§ **WORK ITEM**
In the listing below, locate the line containing "# mark the metal railing" and the line containing "column 353, row 240". Output both of them and every line between, exactly as written, and nothing more.

§ **INPUT RECORDS**
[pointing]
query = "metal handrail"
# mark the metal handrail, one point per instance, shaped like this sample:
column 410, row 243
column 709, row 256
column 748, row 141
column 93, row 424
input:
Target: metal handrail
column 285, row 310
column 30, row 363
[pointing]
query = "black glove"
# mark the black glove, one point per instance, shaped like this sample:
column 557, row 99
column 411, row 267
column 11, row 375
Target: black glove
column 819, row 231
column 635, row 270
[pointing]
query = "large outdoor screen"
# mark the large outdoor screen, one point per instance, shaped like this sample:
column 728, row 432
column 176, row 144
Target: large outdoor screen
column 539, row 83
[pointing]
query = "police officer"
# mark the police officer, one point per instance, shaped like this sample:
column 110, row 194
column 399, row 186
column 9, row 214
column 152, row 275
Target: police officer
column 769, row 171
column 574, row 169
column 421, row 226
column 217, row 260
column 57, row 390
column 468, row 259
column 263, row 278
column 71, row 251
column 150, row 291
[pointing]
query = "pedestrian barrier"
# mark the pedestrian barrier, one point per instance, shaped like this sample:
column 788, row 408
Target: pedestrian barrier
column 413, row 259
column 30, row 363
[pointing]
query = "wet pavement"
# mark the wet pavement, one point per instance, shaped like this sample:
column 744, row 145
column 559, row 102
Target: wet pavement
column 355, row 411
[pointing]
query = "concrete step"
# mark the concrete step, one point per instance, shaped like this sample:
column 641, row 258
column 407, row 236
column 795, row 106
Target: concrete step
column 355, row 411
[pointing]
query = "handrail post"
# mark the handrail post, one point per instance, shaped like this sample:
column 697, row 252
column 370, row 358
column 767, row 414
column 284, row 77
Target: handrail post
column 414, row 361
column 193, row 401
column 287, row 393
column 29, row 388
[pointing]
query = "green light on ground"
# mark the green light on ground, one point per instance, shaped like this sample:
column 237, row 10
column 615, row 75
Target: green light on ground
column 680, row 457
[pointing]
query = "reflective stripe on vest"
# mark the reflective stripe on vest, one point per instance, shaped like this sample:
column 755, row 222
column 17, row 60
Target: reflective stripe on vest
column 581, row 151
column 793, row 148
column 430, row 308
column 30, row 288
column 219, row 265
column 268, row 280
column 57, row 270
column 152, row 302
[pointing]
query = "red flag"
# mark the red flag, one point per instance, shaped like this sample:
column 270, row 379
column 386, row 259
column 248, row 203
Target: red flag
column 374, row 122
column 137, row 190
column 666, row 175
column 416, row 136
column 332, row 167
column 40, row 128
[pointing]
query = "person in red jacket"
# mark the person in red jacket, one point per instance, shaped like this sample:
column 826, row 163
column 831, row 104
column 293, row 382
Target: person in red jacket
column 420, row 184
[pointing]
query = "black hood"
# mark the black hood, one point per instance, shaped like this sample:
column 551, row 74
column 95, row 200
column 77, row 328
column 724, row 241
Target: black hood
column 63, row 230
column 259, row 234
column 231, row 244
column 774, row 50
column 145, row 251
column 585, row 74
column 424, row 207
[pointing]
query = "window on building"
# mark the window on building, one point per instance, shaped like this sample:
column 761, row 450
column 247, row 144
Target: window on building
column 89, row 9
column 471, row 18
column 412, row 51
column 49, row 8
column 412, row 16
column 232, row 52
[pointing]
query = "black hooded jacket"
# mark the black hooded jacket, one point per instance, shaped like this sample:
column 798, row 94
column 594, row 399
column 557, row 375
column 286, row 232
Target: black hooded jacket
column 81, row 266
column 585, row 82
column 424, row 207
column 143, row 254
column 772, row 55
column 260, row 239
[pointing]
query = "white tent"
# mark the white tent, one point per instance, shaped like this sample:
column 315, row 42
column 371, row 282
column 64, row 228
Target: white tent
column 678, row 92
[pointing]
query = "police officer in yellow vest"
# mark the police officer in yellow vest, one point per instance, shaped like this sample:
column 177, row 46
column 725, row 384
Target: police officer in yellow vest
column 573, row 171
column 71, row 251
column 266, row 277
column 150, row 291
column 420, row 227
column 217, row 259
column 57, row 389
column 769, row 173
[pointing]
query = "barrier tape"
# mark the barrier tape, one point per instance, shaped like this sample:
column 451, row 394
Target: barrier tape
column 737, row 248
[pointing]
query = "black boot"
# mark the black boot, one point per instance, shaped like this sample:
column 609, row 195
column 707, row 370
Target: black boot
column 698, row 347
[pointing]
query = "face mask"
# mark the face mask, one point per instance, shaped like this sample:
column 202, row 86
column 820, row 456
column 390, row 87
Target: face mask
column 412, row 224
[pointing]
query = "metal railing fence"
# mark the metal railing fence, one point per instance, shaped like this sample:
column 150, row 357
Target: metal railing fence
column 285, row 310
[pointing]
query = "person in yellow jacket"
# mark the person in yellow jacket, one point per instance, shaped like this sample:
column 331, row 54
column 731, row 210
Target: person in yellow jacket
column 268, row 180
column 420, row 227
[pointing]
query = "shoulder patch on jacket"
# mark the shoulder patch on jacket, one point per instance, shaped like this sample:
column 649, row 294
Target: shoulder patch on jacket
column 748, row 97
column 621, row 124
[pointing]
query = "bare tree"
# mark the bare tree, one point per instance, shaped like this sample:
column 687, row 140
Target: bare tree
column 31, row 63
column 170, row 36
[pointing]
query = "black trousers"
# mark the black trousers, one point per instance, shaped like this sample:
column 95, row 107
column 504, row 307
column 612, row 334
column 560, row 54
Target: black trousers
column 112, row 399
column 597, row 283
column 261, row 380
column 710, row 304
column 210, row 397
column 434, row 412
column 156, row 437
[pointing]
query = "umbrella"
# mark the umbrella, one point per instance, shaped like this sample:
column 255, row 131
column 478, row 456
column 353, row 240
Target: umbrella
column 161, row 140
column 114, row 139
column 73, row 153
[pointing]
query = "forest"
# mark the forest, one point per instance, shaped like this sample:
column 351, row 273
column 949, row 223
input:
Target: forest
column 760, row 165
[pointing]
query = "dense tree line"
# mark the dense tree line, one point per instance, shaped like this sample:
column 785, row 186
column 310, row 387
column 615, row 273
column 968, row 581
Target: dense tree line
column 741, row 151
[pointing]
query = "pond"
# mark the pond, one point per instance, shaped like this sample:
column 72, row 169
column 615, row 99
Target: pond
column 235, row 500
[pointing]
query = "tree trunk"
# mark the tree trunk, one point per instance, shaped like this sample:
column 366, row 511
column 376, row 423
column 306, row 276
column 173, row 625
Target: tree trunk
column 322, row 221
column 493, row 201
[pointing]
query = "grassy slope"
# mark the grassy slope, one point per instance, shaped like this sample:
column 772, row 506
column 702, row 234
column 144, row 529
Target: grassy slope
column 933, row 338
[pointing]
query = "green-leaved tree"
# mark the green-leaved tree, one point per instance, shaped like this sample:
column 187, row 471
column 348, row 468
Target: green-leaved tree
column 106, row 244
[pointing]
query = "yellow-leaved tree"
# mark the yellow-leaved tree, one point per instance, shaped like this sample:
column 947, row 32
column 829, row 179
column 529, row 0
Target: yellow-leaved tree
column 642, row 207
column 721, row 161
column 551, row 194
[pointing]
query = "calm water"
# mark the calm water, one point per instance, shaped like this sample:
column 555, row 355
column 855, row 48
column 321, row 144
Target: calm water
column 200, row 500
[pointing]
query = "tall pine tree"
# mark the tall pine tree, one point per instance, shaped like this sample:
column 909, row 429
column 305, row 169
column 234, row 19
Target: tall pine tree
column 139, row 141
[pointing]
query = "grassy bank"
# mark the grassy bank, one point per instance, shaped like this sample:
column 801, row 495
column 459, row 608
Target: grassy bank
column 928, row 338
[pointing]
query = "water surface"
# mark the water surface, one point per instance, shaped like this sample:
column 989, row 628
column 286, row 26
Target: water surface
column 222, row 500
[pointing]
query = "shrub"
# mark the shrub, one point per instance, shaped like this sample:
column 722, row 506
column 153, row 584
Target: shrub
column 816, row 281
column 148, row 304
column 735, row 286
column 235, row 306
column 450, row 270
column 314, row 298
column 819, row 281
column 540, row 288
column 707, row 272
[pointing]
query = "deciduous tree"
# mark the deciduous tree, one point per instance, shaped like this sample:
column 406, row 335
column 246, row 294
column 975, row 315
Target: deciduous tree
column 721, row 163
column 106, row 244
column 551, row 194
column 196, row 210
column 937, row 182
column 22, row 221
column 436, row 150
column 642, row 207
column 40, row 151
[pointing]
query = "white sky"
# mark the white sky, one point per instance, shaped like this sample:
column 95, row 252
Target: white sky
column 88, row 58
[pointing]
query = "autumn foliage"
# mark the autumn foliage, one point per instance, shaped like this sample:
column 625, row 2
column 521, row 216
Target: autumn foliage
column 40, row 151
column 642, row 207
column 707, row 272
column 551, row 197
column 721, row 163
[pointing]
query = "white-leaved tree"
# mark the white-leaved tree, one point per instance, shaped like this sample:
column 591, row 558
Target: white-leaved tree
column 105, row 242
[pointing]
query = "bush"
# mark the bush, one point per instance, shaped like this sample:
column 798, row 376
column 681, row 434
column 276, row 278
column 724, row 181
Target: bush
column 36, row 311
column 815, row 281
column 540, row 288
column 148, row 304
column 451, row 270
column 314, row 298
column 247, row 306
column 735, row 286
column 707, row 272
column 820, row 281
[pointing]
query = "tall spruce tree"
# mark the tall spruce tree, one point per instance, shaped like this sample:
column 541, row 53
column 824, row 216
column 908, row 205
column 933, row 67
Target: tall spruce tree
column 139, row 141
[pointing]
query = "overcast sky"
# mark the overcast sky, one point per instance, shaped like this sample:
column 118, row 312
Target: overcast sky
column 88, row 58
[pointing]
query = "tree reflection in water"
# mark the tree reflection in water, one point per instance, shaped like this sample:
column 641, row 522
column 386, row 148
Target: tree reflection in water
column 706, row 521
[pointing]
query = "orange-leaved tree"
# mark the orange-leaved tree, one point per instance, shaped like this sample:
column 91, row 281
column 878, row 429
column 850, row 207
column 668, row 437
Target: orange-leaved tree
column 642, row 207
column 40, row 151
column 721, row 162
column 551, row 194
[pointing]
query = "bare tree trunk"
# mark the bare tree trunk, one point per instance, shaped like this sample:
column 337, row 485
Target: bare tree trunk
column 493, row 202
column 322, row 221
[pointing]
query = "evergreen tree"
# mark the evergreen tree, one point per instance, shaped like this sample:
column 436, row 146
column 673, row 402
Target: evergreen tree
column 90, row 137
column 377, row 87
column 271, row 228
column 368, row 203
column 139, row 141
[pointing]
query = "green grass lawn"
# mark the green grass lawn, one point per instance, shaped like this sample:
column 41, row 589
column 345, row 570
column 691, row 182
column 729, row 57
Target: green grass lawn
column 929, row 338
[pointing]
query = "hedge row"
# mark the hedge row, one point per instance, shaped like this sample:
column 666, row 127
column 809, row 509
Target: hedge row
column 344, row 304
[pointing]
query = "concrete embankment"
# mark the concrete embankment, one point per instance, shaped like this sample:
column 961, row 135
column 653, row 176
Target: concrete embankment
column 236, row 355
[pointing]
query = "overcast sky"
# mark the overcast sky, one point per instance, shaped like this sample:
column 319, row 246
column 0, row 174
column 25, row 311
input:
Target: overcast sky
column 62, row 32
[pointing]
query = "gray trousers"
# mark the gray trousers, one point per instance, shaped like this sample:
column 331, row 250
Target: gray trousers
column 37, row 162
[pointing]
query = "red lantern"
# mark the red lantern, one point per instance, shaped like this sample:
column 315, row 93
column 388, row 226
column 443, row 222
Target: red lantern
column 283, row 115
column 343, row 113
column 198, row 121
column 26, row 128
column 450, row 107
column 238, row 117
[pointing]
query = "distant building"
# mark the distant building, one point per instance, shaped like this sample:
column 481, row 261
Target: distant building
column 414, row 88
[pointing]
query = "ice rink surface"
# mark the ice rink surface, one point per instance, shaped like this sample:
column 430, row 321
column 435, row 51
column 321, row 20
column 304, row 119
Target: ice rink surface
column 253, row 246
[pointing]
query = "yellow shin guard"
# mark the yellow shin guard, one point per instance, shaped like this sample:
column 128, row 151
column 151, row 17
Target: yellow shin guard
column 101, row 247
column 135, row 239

§ **ANSWER SPACE**
# mark the metal railing fence, one point per instance, shaped like this sample:
column 150, row 357
Target: metal railing fence
column 285, row 310
[pointing]
query = "person in yellow jacket"
# mark the person in yellow jacket, one point per instance, shaped like this sample:
column 331, row 54
column 731, row 210
Target: person in yellow jacket
column 268, row 180
column 420, row 227
[pointing]
query = "shoulder patch on jacket"
# mark the shoulder patch on jacket, one point per instance, shaped like this sample:
column 649, row 294
Target: shoulder patch on jacket
column 748, row 97
column 621, row 124
[pointing]
query = "bare tree"
# mark the bare tree, one point per instance, shaped like this sample:
column 687, row 140
Target: bare tree
column 31, row 63
column 170, row 36
[pointing]
query = "black trousers"
# mark the black trousers, one point per instance, shaped like this sample:
column 95, row 107
column 504, row 307
column 612, row 334
column 560, row 54
Target: black trousers
column 112, row 399
column 597, row 283
column 261, row 380
column 710, row 304
column 210, row 397
column 434, row 412
column 156, row 437
[pointing]
query = "umbrella"
# mark the umbrella, one point per instance, shaped like this sample:
column 255, row 131
column 478, row 456
column 353, row 240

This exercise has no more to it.